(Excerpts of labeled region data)

§ §

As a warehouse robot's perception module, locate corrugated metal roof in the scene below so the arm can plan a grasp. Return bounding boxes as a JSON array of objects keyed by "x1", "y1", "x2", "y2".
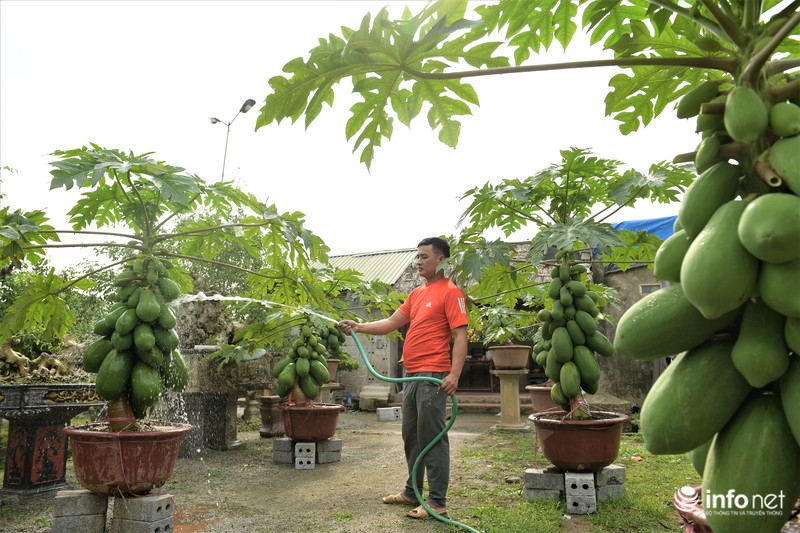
[{"x1": 328, "y1": 248, "x2": 417, "y2": 285}]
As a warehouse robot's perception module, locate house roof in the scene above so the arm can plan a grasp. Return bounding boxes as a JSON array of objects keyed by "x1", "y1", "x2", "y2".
[{"x1": 328, "y1": 248, "x2": 417, "y2": 285}]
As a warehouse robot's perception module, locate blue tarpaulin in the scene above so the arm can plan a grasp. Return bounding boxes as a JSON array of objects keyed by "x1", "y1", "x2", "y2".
[{"x1": 612, "y1": 217, "x2": 677, "y2": 241}]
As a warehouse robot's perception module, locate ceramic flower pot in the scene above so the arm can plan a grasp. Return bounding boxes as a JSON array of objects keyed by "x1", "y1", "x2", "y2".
[
  {"x1": 281, "y1": 403, "x2": 344, "y2": 442},
  {"x1": 488, "y1": 344, "x2": 531, "y2": 370},
  {"x1": 63, "y1": 421, "x2": 192, "y2": 496},
  {"x1": 528, "y1": 410, "x2": 630, "y2": 472}
]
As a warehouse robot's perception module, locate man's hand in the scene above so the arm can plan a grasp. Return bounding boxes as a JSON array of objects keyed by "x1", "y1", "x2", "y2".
[{"x1": 439, "y1": 372, "x2": 458, "y2": 396}]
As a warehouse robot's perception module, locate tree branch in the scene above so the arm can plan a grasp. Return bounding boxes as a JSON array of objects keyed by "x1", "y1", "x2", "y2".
[
  {"x1": 740, "y1": 8, "x2": 800, "y2": 85},
  {"x1": 401, "y1": 57, "x2": 736, "y2": 80}
]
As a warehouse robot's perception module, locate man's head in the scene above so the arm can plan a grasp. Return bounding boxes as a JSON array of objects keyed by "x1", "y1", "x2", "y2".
[{"x1": 417, "y1": 237, "x2": 450, "y2": 281}]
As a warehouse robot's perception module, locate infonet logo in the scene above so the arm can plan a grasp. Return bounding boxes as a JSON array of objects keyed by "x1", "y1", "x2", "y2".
[{"x1": 674, "y1": 486, "x2": 786, "y2": 516}]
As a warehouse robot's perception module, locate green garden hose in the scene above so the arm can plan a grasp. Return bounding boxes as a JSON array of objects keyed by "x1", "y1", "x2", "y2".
[{"x1": 350, "y1": 331, "x2": 480, "y2": 533}]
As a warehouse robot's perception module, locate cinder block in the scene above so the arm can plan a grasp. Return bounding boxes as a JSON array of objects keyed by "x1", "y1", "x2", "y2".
[
  {"x1": 595, "y1": 465, "x2": 625, "y2": 487},
  {"x1": 564, "y1": 472, "x2": 595, "y2": 499},
  {"x1": 272, "y1": 452, "x2": 294, "y2": 465},
  {"x1": 567, "y1": 492, "x2": 597, "y2": 514},
  {"x1": 522, "y1": 487, "x2": 561, "y2": 502},
  {"x1": 50, "y1": 513, "x2": 106, "y2": 533},
  {"x1": 524, "y1": 468, "x2": 564, "y2": 491},
  {"x1": 53, "y1": 489, "x2": 108, "y2": 516},
  {"x1": 114, "y1": 494, "x2": 175, "y2": 522},
  {"x1": 597, "y1": 485, "x2": 625, "y2": 502},
  {"x1": 316, "y1": 452, "x2": 342, "y2": 464},
  {"x1": 272, "y1": 437, "x2": 294, "y2": 452},
  {"x1": 294, "y1": 442, "x2": 317, "y2": 459},
  {"x1": 110, "y1": 516, "x2": 175, "y2": 533},
  {"x1": 294, "y1": 457, "x2": 315, "y2": 470},
  {"x1": 316, "y1": 437, "x2": 342, "y2": 455}
]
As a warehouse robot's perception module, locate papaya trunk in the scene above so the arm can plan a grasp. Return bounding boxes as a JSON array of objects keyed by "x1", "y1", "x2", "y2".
[
  {"x1": 566, "y1": 394, "x2": 592, "y2": 420},
  {"x1": 108, "y1": 393, "x2": 136, "y2": 432}
]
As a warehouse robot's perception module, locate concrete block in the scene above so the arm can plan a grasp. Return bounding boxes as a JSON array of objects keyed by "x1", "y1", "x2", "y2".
[
  {"x1": 294, "y1": 457, "x2": 316, "y2": 470},
  {"x1": 272, "y1": 452, "x2": 294, "y2": 465},
  {"x1": 597, "y1": 485, "x2": 625, "y2": 502},
  {"x1": 564, "y1": 472, "x2": 595, "y2": 499},
  {"x1": 567, "y1": 492, "x2": 597, "y2": 514},
  {"x1": 595, "y1": 465, "x2": 625, "y2": 487},
  {"x1": 316, "y1": 451, "x2": 342, "y2": 464},
  {"x1": 53, "y1": 489, "x2": 108, "y2": 516},
  {"x1": 524, "y1": 468, "x2": 564, "y2": 491},
  {"x1": 114, "y1": 494, "x2": 175, "y2": 522},
  {"x1": 316, "y1": 437, "x2": 342, "y2": 455},
  {"x1": 110, "y1": 516, "x2": 175, "y2": 533},
  {"x1": 294, "y1": 442, "x2": 317, "y2": 459},
  {"x1": 50, "y1": 513, "x2": 106, "y2": 533},
  {"x1": 522, "y1": 487, "x2": 561, "y2": 502},
  {"x1": 272, "y1": 437, "x2": 294, "y2": 452}
]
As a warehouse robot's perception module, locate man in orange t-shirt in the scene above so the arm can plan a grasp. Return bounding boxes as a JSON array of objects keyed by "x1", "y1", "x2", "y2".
[{"x1": 341, "y1": 237, "x2": 467, "y2": 518}]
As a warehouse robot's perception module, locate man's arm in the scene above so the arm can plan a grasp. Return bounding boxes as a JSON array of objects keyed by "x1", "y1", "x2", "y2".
[
  {"x1": 339, "y1": 310, "x2": 410, "y2": 335},
  {"x1": 441, "y1": 326, "x2": 467, "y2": 396}
]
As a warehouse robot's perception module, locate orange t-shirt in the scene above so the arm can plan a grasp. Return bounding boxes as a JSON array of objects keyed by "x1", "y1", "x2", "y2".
[{"x1": 399, "y1": 278, "x2": 467, "y2": 373}]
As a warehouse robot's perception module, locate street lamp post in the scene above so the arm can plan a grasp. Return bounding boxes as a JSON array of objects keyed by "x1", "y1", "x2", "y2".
[{"x1": 211, "y1": 98, "x2": 256, "y2": 180}]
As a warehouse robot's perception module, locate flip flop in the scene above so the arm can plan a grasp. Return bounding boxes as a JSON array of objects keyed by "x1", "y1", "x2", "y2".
[
  {"x1": 383, "y1": 492, "x2": 419, "y2": 505},
  {"x1": 406, "y1": 505, "x2": 447, "y2": 520}
]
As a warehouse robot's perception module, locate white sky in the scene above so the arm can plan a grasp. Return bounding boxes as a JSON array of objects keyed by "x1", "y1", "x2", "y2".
[{"x1": 0, "y1": 0, "x2": 697, "y2": 264}]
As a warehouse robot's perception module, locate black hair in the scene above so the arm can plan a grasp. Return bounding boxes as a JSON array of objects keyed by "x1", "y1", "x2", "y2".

§ §

Count the lines in the data above that contain the string "roof". Give only the number.

2